▸ Fragmento dado:

┌──

Ayer sábado, al despertarme y encender la radio, los caprichos de mi memoria me llevaron a la Orán de Camus y, por si tenía poco para angustiarme, me sobrecogió la sensación de estar girando en un bucle. Me había dormido poco después de que las campanas del Parlamento británico dieran la hora en que el Reino Unido se separaba de Europa; en que volvía a encerrarse en su isla para celebrar el orgullo de su imperio fantástico. Ahora resulta que Escocia e Irlanda del Norte quieren convertir el nombre del Reino Unido en una broma. Ambas piden referéndums para separarse. Como en Cataluña.

└──

▸ Material de trabajo:
┌──

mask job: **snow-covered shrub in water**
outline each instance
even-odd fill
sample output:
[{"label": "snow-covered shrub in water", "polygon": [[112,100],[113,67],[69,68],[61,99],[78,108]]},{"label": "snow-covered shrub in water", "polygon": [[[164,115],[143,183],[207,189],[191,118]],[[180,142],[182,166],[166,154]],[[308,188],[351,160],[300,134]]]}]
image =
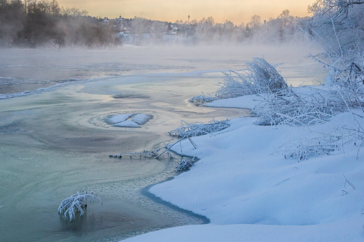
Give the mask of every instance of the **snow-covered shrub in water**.
[{"label": "snow-covered shrub in water", "polygon": [[67,217],[67,216],[70,217],[70,221],[75,219],[75,216],[76,213],[80,213],[80,216],[83,214],[83,209],[82,208],[87,206],[87,199],[89,198],[89,202],[93,202],[95,198],[100,200],[101,205],[102,205],[102,201],[96,196],[94,196],[93,193],[91,192],[89,194],[84,188],[80,192],[77,192],[76,194],[64,199],[60,205],[58,207],[58,212],[62,214],[64,214],[64,217]]},{"label": "snow-covered shrub in water", "polygon": [[243,74],[230,71],[224,73],[222,86],[216,91],[221,98],[244,95],[274,93],[287,88],[287,83],[276,69],[262,58],[254,57],[246,63]]},{"label": "snow-covered shrub in water", "polygon": [[192,162],[190,160],[182,160],[178,166],[176,168],[176,171],[183,171],[183,170],[188,170],[192,166]]},{"label": "snow-covered shrub in water", "polygon": [[214,119],[209,123],[195,122],[190,124],[183,120],[181,120],[182,125],[175,130],[171,130],[168,133],[173,136],[180,137],[191,137],[211,134],[224,130],[230,126],[229,120],[216,121]]}]

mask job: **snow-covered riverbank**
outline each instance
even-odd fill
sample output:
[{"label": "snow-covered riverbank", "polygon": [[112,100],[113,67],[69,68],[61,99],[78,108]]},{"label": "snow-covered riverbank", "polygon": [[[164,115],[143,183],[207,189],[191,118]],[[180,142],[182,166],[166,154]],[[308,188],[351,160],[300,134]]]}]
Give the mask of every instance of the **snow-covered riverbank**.
[{"label": "snow-covered riverbank", "polygon": [[[209,105],[251,107],[259,98]],[[330,132],[334,124],[353,124],[352,115],[337,114],[310,130],[258,126],[253,124],[257,118],[234,118],[218,133],[193,137],[195,149],[182,141],[183,154],[201,160],[190,171],[150,190],[206,216],[210,224],[168,229],[126,241],[363,241],[364,151],[356,159],[360,144],[299,162],[283,155],[288,147]],[[357,117],[362,126],[363,119]],[[174,151],[180,152],[179,146]]]}]

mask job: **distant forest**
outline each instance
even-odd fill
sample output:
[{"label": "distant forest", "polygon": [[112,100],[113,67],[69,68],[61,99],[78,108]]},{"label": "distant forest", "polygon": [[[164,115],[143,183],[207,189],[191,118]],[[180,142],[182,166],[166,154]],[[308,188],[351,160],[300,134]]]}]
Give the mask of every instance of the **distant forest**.
[{"label": "distant forest", "polygon": [[[349,4],[344,8],[346,15],[343,15],[344,19],[350,21],[351,24],[347,24],[350,28],[345,29],[355,33],[356,37],[362,40],[363,1],[356,1],[355,4]],[[117,18],[108,19],[108,22],[102,24],[103,19],[90,16],[85,10],[60,6],[56,0],[0,0],[0,46],[97,47],[123,43],[142,45],[297,42],[309,38],[306,33],[312,37],[316,34],[321,34],[325,38],[333,35],[331,21],[326,21],[325,18],[327,19],[328,13],[343,8],[342,4],[335,5],[336,1],[317,0],[308,6],[309,12],[313,15],[312,17],[294,17],[286,9],[276,18],[262,20],[255,15],[249,22],[239,24],[229,20],[223,23],[216,23],[212,16],[189,22],[176,20],[174,23],[135,16],[123,19],[125,28],[121,33],[116,30]],[[350,3],[352,1],[342,1]],[[332,7],[328,11],[327,7],[323,7],[327,6]],[[342,20],[334,24],[341,28],[338,31],[343,32]]]}]

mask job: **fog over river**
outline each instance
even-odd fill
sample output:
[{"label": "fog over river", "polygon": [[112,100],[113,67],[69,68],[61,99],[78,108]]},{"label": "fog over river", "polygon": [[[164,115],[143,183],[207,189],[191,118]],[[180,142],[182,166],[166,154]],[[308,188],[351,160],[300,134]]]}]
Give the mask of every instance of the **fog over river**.
[{"label": "fog over river", "polygon": [[[0,49],[1,240],[118,241],[207,222],[145,189],[178,174],[178,156],[108,155],[173,142],[167,132],[181,120],[249,115],[247,110],[197,107],[187,100],[201,91],[213,94],[223,81],[221,71],[244,69],[253,57],[283,63],[277,69],[289,84],[317,84],[325,70],[306,57],[310,52],[320,51],[306,46]],[[125,114],[152,118],[138,128],[107,122]],[[83,188],[103,204],[95,201],[70,222],[57,209]]]}]

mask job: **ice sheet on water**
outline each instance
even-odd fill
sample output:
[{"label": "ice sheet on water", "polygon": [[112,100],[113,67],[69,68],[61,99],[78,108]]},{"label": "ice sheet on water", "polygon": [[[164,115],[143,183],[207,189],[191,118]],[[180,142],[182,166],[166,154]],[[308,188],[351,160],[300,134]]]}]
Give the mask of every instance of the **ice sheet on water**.
[{"label": "ice sheet on water", "polygon": [[56,84],[51,86],[47,87],[41,87],[38,88],[34,91],[24,91],[20,93],[7,93],[6,94],[0,94],[0,99],[7,99],[8,98],[17,98],[20,97],[24,97],[25,96],[29,96],[37,93],[40,93],[46,91],[51,91],[56,90],[58,88],[65,86],[68,86],[72,84],[76,84],[78,82],[82,82],[82,81],[86,81],[87,80],[79,79],[78,78],[70,78],[67,81],[62,83],[57,83]]}]

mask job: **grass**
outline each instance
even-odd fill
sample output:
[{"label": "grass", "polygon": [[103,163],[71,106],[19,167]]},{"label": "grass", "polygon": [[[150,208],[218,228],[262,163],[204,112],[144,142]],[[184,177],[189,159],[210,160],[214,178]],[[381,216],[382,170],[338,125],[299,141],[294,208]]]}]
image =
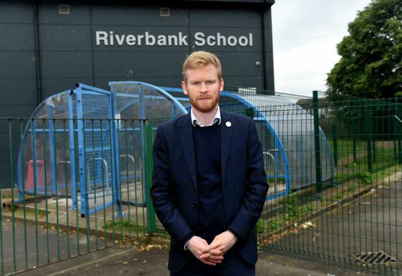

└──

▸ Objetivos:
(a) En las líneas del listado que van desde la que contiene "mask job: **snow-covered riverbank**" hasta la que contiene "the **snow-covered riverbank**.", ambas incluidas, sustituye "even-odd fill" por "nonzero fill". Reproduce solo esas líneas y no cambies nada más.
(b) Prosigue el fragmento sobre la separación del Reino Unido de Europa a partir de donde se detiene.

▸ Resultados por tarea:
(a)
mask job: **snow-covered riverbank**
outline each instance
nonzero fill
sample output:
[{"label": "snow-covered riverbank", "polygon": [[112,100],[113,67],[69,68],[61,99],[78,108]]},{"label": "snow-covered riverbank", "polygon": [[[164,115],[143,183],[207,189],[191,118]],[[180,142],[182,166],[166,154]],[[308,188],[351,160],[300,134]]]}]
Give the mask of every instance of the **snow-covered riverbank**.

(b)
Volví a oír en mi memoria las palabras de Oriol Junqueras, lo volveremos a hacer; las estupideces de QuimTorra, President de la Generalitat por la gracia del capricho de otro que también llegó a la Generalitat por el capricho del que, habiendo organizado la debacle de la independencia, no obtuvo votos suficientes para conducir al poble de Cataluña a través del Mar Rojo hacia la tierra prometida de una Cataluña independiente, libre, sola, y nos dio a Puigdemont para que concluyera su gesta. La radio me recordó que Puigdemont, el genio que elevó una fuga a la categoría de exilio y al fugado a una especie de monarca destronado por las fuerzas opresoras de España, prepara para dentro de poco un gran espectáculo en el sur de Francia, o en la Catalunya Nord, como quieren los que llevan tres siglos montados en la misma noria. Otro espectáculo más. Volarán las banderas de miles de catalanes oprimidos llenando el cielo francés de estrellas que iluminarán las portadas de los periódicos españoles y alguna página interior de algún periódico extranjero repitiendo, por enésima vez, que los catalanes piden libertad para auto determinarse.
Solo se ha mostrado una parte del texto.